* **WHAT TO WORK ON**
Rewrite the data below with every "marker" swapped for "point", and change nothing else.

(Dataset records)
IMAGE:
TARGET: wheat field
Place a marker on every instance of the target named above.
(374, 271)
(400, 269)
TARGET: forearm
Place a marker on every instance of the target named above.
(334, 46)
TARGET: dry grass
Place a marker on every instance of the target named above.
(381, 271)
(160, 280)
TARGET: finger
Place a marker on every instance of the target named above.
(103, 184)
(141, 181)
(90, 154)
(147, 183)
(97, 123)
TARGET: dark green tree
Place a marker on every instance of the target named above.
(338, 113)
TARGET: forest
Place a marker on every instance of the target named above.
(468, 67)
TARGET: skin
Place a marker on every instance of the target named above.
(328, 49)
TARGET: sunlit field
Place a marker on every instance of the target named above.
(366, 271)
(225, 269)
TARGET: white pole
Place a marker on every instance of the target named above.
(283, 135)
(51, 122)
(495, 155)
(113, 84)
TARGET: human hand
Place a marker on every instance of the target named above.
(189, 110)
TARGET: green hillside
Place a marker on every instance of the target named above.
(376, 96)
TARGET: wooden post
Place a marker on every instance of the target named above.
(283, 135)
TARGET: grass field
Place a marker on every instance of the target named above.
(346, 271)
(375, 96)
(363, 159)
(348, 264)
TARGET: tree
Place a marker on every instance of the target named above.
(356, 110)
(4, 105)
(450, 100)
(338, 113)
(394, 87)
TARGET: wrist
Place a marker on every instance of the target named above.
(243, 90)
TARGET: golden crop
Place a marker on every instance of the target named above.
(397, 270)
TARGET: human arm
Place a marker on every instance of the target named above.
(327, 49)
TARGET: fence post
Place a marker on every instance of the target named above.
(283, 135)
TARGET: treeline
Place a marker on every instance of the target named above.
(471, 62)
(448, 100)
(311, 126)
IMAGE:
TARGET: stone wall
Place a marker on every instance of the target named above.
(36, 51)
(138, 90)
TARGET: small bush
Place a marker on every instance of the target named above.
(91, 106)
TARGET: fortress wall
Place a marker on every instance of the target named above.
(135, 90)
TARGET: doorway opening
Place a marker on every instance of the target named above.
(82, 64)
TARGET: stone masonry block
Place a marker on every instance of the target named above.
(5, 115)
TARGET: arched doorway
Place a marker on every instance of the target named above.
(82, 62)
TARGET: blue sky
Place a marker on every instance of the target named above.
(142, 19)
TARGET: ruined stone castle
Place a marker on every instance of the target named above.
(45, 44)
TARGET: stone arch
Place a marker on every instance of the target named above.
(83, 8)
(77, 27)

* **TASK SOLUTION**
IMAGE:
TARGET: wheat field
Place a point on every instance of the target named above.
(374, 271)
(400, 269)
TARGET: forearm
Place a point on every instance of the target named above.
(334, 46)
TARGET: dry grass
Place a point on every instance of the target named above.
(381, 271)
(160, 280)
TARGET: finger
Place a point on every instance of the target named above.
(103, 184)
(141, 181)
(90, 154)
(147, 183)
(97, 123)
TARGET: dark green tree
Place a point on every instance of the target named above.
(338, 113)
TARGET: forest
Place a point on every instance of the target named above.
(468, 67)
TARGET: skin
Place a point on every instance of the target named above.
(328, 49)
TARGET: sunlit field
Place a point on every instance of the target named above.
(366, 271)
(225, 269)
TARGET: white pole
Place a point on every instance of the target named above.
(283, 135)
(51, 122)
(495, 155)
(113, 84)
TARGET: human hand
Place a point on every instance of the target named above.
(189, 110)
TARGET: green hillside
Place a point on every instance of the target named above.
(376, 96)
TARGET: wooden post
Place a point on every instance of the target named above.
(283, 135)
TARGET: grass field
Place a point on every instance of the target named above.
(346, 271)
(375, 96)
(363, 159)
(348, 264)
TARGET: tree
Place a point on every instance of the target named above.
(356, 110)
(4, 105)
(450, 100)
(338, 113)
(394, 87)
TARGET: wrist
Place a point on every instance of the target named above.
(243, 90)
TARGET: golden crop
Place a point on every instance of the target named above.
(397, 270)
TARGET: human arm
Place a point on every instance of the target named above.
(327, 49)
TARGET: fence post
Place a point on every instance of the target named above.
(283, 135)
TARGET: treeline
Place a point on every instance of the target named above.
(471, 62)
(448, 100)
(311, 126)
IMAGE:
TARGET: stone wall
Place a point on every instance of the target named above.
(36, 51)
(138, 90)
TARGET: small bush
Place a point on every instance of the target named above.
(91, 106)
TARGET: fortress wall
Place a point on every instance of the target named above.
(135, 90)
TARGET: doorway opening
Place a point on every instance of the target named above.
(82, 64)
TARGET: stone masonry block
Place a point on every instance of the target named above.
(5, 115)
TARGET: arched doorway
Place a point on every instance of the target named above.
(82, 62)
TARGET: blue sky
Place a point on every instance of the target named above.
(142, 19)
TARGET: ruined stone castle
Place a point on every instance of the target named above.
(45, 44)
TARGET: stone arch
Place a point on every instance of the target named above.
(83, 8)
(77, 27)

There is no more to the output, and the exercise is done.